> [Written request]: Take the line containing "For the benchmark, mark every instance of the beige" and every line after it in the data below, and print them exactly as given, with nothing else.

:::::

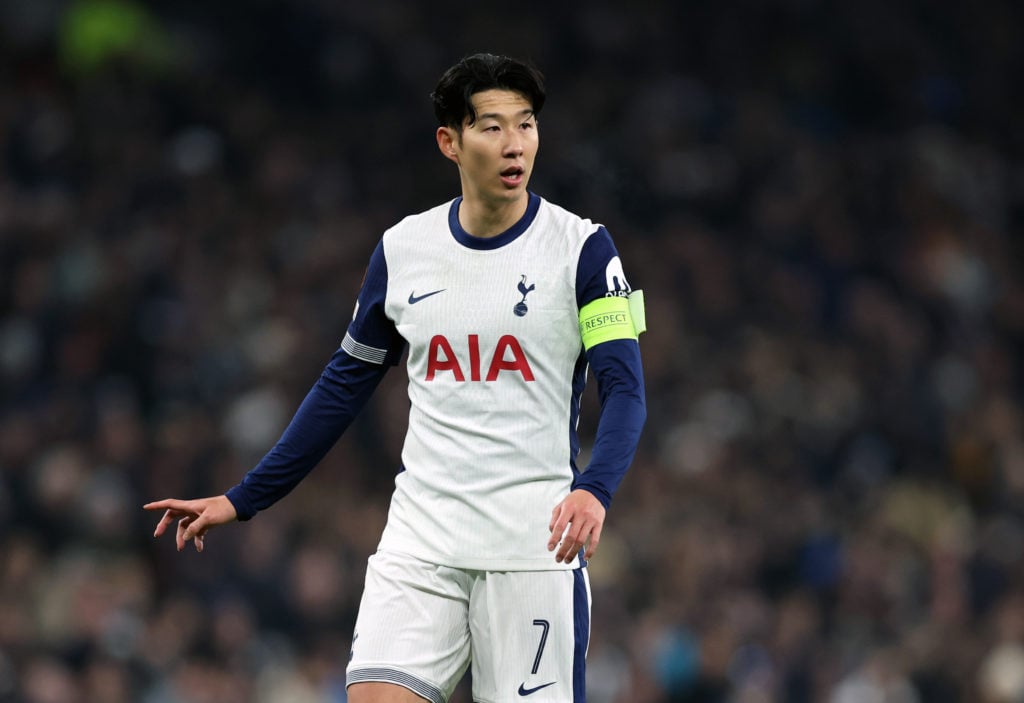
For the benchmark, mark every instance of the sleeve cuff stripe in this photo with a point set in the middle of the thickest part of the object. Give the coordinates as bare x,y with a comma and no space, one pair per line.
361,351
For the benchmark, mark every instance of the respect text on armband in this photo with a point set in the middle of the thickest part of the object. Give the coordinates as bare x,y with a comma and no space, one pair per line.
605,319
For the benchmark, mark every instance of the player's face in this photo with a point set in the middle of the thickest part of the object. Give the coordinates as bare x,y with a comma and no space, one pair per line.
496,152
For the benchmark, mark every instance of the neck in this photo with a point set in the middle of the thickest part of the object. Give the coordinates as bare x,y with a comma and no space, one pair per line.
491,219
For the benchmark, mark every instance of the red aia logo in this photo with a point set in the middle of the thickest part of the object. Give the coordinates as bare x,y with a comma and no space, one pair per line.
441,357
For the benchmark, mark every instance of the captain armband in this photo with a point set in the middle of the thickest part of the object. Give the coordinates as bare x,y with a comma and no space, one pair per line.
612,318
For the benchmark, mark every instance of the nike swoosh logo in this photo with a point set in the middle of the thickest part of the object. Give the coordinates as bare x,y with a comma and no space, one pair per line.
523,691
414,299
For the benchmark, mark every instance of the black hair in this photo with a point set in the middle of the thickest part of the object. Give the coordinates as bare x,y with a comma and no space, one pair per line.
453,96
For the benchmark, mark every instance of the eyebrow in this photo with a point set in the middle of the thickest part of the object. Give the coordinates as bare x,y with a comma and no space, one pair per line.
528,112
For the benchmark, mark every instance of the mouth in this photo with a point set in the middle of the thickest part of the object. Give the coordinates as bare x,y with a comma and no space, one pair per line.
512,176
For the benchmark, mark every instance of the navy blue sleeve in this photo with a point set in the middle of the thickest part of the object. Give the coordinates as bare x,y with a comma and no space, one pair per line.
372,345
328,409
619,371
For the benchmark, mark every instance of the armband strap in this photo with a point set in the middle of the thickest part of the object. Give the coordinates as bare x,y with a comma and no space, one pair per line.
612,318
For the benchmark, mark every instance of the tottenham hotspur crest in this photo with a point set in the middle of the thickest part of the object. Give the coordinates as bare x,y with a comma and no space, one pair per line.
520,307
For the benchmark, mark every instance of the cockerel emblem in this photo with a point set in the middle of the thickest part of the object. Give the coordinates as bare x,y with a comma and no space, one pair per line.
520,307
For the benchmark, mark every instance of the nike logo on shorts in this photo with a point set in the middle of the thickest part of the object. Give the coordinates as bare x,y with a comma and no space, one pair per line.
523,691
414,299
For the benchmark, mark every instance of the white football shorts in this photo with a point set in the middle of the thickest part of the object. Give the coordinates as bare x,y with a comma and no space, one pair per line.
524,632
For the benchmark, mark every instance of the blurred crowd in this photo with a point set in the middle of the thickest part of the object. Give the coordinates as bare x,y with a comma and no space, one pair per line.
823,203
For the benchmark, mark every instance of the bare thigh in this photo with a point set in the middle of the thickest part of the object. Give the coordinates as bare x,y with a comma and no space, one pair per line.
378,692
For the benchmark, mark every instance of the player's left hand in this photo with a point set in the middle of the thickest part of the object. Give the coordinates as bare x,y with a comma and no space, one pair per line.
576,522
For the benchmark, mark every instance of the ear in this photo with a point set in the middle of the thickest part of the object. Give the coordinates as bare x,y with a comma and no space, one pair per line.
448,142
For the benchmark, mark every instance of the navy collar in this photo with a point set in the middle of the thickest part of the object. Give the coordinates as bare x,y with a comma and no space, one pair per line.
485,243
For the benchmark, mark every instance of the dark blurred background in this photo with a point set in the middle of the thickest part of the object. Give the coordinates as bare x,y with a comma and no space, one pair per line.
823,202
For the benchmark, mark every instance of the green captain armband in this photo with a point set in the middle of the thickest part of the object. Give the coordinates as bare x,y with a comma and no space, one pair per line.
612,318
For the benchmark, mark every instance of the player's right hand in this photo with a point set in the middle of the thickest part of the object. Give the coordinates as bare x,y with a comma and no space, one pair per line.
195,518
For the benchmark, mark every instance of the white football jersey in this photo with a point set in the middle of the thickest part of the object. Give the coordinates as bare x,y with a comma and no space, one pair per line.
496,367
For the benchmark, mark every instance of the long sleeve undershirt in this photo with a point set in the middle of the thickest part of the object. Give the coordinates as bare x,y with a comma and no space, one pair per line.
346,385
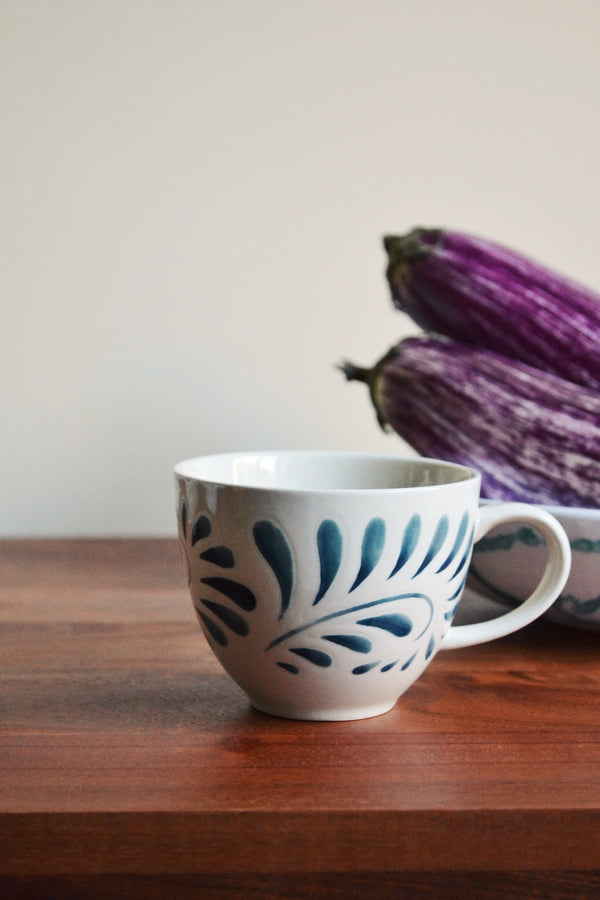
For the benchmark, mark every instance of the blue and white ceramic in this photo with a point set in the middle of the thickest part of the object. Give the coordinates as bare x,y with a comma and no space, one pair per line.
326,582
508,563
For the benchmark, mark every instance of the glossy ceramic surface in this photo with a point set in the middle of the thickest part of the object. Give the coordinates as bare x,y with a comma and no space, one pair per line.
325,583
509,561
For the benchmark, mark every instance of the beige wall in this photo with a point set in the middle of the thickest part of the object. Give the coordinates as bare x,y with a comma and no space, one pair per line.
195,194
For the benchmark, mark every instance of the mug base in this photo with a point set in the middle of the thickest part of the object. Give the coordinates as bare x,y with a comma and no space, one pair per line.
324,715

:::::

> [Solution]:
For the benchmark, mark every instance of the beige wall in this photo with a point set in the middle of the thickest part of the object. Give the coordinates as bare x,y with a comma and no space, one pair per line.
195,194
For the benchmark, mark every instance of the mug base in this photo with a point set in the middle of the thickest part of the object. Give the coordinates as bare x,y with a comma and no space, one pair per line.
324,715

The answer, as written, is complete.